# [What is expected]
Substitute "locate" for "spot" throughout the items that follow, and copy everything else in them without change.

(Named-object pointing items)
● ● ● ●
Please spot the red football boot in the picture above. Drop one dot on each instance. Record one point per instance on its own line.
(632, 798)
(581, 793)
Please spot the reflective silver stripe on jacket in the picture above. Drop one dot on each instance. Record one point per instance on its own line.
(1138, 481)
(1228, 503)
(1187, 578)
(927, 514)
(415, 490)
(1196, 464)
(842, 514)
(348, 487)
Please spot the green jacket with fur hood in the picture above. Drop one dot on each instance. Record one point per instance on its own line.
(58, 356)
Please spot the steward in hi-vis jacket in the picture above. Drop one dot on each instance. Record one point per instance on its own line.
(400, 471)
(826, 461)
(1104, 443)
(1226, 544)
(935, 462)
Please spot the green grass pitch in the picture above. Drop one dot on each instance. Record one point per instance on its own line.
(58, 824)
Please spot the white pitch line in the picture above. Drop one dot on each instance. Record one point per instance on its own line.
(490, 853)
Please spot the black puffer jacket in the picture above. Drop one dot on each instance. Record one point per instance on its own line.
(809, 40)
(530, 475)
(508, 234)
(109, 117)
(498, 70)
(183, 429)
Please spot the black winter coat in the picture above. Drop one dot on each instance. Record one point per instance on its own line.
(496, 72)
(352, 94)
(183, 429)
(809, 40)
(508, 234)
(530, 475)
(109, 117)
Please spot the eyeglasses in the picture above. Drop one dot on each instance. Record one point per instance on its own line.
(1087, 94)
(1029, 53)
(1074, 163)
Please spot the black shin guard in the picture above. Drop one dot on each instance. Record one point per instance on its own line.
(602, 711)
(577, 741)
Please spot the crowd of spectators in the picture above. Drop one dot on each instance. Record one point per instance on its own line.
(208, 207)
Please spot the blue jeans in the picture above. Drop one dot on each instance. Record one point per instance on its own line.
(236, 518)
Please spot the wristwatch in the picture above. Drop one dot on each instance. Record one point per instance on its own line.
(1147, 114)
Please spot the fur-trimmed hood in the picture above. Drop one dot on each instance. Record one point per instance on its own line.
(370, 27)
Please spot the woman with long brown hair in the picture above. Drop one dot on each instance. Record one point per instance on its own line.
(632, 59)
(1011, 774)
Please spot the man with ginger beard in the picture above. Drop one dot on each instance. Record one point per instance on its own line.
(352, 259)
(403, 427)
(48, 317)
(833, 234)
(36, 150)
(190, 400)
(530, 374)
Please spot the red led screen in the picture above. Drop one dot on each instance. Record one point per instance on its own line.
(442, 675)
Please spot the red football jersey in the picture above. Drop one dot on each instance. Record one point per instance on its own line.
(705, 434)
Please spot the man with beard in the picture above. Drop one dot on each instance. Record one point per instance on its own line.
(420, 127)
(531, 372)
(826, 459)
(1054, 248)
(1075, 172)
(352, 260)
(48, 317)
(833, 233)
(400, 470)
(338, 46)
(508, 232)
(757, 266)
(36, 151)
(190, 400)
● ● ● ●
# [Finished task]
Please locate the red football boot in the picture above. Drop one dot on each instance. Record one point per instance on its own line.
(632, 798)
(581, 793)
Please locate the reflective silver stripe on jacket in the picture above. Drop one dot on each instance. Record one point per instance on its own line.
(1138, 481)
(1228, 503)
(1187, 578)
(927, 514)
(415, 490)
(1196, 464)
(842, 514)
(348, 487)
Please locate the green jacket with fur hood in the picture above. Drop one dot on each instance. Record one point per instance on its own line.
(58, 356)
Please locate the steward in hi-vis jacket in the picture above. Drop one dot on each instance. Record one point per instance on its own line.
(400, 471)
(826, 461)
(1104, 443)
(1226, 544)
(935, 462)
Please locate the green grass pitch in the picture above. Drop one dot on each instance. Record one point per instance on its own line.
(58, 824)
Please locate the white pitch line in the picture above. Drop one dot on each instance. Record one point per instance on its own line.
(490, 853)
Please locate the black puffer jacket in the picture above. Drop one dot on each instance. Record one point per instance on its own line.
(809, 40)
(530, 475)
(508, 234)
(109, 117)
(498, 70)
(183, 429)
Please locate the black winter coat in the picture above. Drop one dot on each instance. Record one point per instance on its own line.
(496, 72)
(352, 94)
(183, 429)
(809, 40)
(508, 234)
(530, 475)
(109, 117)
Please locate the eyeglasses in the picture above. Drop one dot on each instance. Record one point per instance on its own line.
(1087, 94)
(1029, 53)
(1074, 163)
Please locate the black shin guard in the picture above. Drop one dot on each instance. Record one point per instance on its own line.
(602, 711)
(577, 741)
Please locate the crowd of spectators in the picture above. Drop one dot on each instance. Record one point per instance on its own line.
(208, 207)
Please locate the blue jeans in the picture above. Drop one dot on each instance. Record one point per instance on its own line.
(236, 518)
Please locate the wristwatch in the picture above. Drop one dot on each instance. Record one point per instance on its own line.
(1147, 114)
Please locate the fur-trimmed hood in the picture above. Drop one dot on each instance. Record one point per instance on its own line.
(370, 27)
Please locate the woman with long brown hair in the picture above. Drop one dot on each instance. Record one point per instance on its own line.
(632, 59)
(1011, 774)
Please locate the man with ginger beard in the picture above. Drop one dot on each instance. Record one point per instance on its own line.
(352, 259)
(403, 427)
(48, 317)
(833, 234)
(36, 150)
(190, 400)
(530, 374)
Please locate the red led screen in the picture above. Drop one dot on each instance. Record one point per instance on its own line.
(442, 675)
Please locate the red football jersey in the picture above. Drop one dot on each instance. Record one point per instance on its own line.
(705, 434)
Please locate the man with beard in the picture above. Drop one dot on each instance. Record one point per instance on its own line.
(420, 127)
(531, 372)
(826, 459)
(1054, 248)
(1075, 172)
(352, 260)
(48, 317)
(833, 233)
(400, 470)
(338, 46)
(508, 232)
(757, 266)
(36, 151)
(190, 400)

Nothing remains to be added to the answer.